===== Source passage
I put in volunteer time at North Park, it's filled with many wonderful children who have the potential to do great things. I would like to tastefully respond to your article, not as a criticism but in an effort to balance the perspective.

North Park's consolidation sounds good to me, but the building itself is beginning to fall to pieces and the teacher to student ratio is already higher than what would be favorable. For the sake of the present and future students I think it would be a good idea to sell the buildings and lots of the other schools, maybe even sell or demolish NP, and rebuild a better facility with the money made from the sale of the other properties.

Any way you cut it, if you put more students in a building you're going to need more teachers and paraprofessionals. Kids who get one on one interaction, or as close as possible to one on one interaction, are the ones who stand the greatest chance of succeeding.

A student's performance, whether good or bad, cannot be placed souly on the shoulders of his or her teachers. If a parent wants to boost their son or daughters performance and give them the best learning opportunities possible they should work with them at home. The elementary years are crucial for developing good study habits and focus towards academic success.

It's very easy to pick out the 3rd graders who have parents that are involved in their schooling, they will almost always blow the other students out of the water.

And to every parent who complains, "Thats not my job, it's YOURS!" Listen to your own words and let them weigh on you, this is your kid not your computer! You can't take little Timmy to Best Buy and get him back with information downloaded into him that he'll never forget. Learning has to be practiced and practiced until it sticks.
==========
===== Material supplied
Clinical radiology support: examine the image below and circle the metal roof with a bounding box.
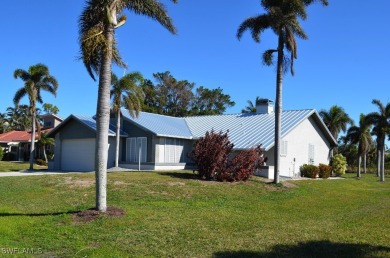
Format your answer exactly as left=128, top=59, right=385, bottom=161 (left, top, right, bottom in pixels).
left=48, top=115, right=127, bottom=137
left=185, top=109, right=335, bottom=150
left=122, top=109, right=193, bottom=139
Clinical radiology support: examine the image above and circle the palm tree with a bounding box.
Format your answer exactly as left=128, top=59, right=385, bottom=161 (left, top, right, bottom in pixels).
left=346, top=114, right=372, bottom=177
left=110, top=72, right=144, bottom=167
left=237, top=0, right=328, bottom=183
left=79, top=0, right=176, bottom=212
left=37, top=132, right=54, bottom=164
left=367, top=99, right=390, bottom=182
left=14, top=64, right=58, bottom=170
left=319, top=105, right=353, bottom=140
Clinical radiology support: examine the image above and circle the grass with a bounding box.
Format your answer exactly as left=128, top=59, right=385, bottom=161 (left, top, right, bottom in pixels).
left=0, top=171, right=390, bottom=257
left=0, top=161, right=47, bottom=173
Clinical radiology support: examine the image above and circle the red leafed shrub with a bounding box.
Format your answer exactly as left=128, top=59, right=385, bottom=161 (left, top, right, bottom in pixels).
left=218, top=145, right=264, bottom=182
left=189, top=131, right=264, bottom=182
left=189, top=131, right=233, bottom=180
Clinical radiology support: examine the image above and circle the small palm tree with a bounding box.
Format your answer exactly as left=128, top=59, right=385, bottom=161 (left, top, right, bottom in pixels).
left=319, top=105, right=353, bottom=140
left=237, top=0, right=328, bottom=183
left=38, top=132, right=54, bottom=164
left=366, top=99, right=390, bottom=182
left=346, top=114, right=373, bottom=177
left=110, top=72, right=145, bottom=167
left=79, top=0, right=176, bottom=212
left=14, top=64, right=58, bottom=170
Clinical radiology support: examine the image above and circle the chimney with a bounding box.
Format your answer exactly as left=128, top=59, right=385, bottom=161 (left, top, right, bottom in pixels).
left=256, top=99, right=274, bottom=114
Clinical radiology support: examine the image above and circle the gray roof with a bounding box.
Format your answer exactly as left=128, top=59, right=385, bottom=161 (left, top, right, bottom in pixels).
left=185, top=109, right=334, bottom=150
left=48, top=115, right=127, bottom=137
left=122, top=109, right=193, bottom=139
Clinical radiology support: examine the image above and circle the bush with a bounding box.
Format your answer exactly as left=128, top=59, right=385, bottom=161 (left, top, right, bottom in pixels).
left=217, top=146, right=264, bottom=182
left=300, top=164, right=319, bottom=178
left=332, top=154, right=347, bottom=176
left=35, top=159, right=47, bottom=166
left=189, top=131, right=263, bottom=182
left=318, top=163, right=332, bottom=179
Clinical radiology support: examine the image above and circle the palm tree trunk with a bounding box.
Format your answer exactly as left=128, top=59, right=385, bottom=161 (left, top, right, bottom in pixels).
left=29, top=109, right=35, bottom=170
left=380, top=143, right=385, bottom=182
left=357, top=155, right=362, bottom=177
left=274, top=33, right=284, bottom=184
left=115, top=108, right=121, bottom=167
left=363, top=153, right=367, bottom=174
left=95, top=23, right=114, bottom=212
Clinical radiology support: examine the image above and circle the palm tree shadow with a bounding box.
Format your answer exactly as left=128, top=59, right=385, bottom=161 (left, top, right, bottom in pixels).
left=213, top=241, right=390, bottom=258
left=158, top=172, right=199, bottom=180
left=0, top=210, right=81, bottom=217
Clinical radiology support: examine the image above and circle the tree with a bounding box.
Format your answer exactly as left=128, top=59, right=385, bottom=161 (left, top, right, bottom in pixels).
left=319, top=105, right=353, bottom=140
left=241, top=96, right=268, bottom=114
left=153, top=71, right=195, bottom=117
left=366, top=99, right=390, bottom=182
left=14, top=64, right=58, bottom=170
left=110, top=72, right=144, bottom=167
left=42, top=103, right=60, bottom=115
left=188, top=86, right=235, bottom=115
left=37, top=132, right=54, bottom=164
left=237, top=0, right=328, bottom=183
left=79, top=0, right=176, bottom=212
left=346, top=114, right=372, bottom=177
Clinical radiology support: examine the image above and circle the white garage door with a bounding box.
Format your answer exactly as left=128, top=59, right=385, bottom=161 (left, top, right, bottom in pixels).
left=61, top=139, right=95, bottom=171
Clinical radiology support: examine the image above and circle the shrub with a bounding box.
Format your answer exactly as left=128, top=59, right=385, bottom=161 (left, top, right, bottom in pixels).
left=300, top=164, right=319, bottom=178
left=217, top=146, right=264, bottom=182
left=318, top=163, right=332, bottom=179
left=189, top=130, right=233, bottom=180
left=189, top=131, right=263, bottom=182
left=332, top=154, right=347, bottom=176
left=35, top=159, right=47, bottom=166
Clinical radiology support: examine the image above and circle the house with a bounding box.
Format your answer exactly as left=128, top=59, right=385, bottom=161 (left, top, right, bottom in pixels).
left=48, top=102, right=337, bottom=178
left=0, top=114, right=63, bottom=161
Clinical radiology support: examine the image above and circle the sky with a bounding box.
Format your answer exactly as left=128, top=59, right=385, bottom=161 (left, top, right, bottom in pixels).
left=0, top=0, right=390, bottom=129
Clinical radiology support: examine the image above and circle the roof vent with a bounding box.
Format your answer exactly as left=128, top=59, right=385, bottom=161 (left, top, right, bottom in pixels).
left=256, top=99, right=274, bottom=114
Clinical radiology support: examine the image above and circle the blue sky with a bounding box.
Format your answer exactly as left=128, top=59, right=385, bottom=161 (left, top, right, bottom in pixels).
left=0, top=0, right=390, bottom=128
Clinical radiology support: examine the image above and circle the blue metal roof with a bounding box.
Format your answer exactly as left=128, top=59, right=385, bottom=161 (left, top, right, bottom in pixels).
left=122, top=109, right=193, bottom=139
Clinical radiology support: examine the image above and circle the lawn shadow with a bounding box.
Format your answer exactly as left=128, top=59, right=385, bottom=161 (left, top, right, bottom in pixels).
==========
Given task 1 | Using the North Park letter, mark each statement yes or no, and quote the words that decide it: (a) The writer volunteers at North Park. (b) The writer says North Park's teacher to student ratio is lower than would be favorable. (c) The writer proposes paying for a new facility with money from selling the other schools' properties.
Given task 2 | Condense the paragraph of the North Park letter that begins "North Park's consolidation sounds good to me" into a shorter version that keeps its main points.
These records have no connection to the North Park letter.

Task output 1 |
(a) Yes: "I put in volunteer time at North Park"
(b) No: "the teacher to student ratio is already higher than what would be favorable"
(c) Yes: "rebuild a better facility with the money made from the sale of the other properties"

Task output 2 | The writer favors North Park's consolidation but notes that the building is starting to fall apart and that the teacher to student ratio is already higher than favorable. For the students' sake, the writer suggests selling the other schools' buildings and lots, perhaps selling or demolishing North Park as well, and using the proceeds to build a better facility.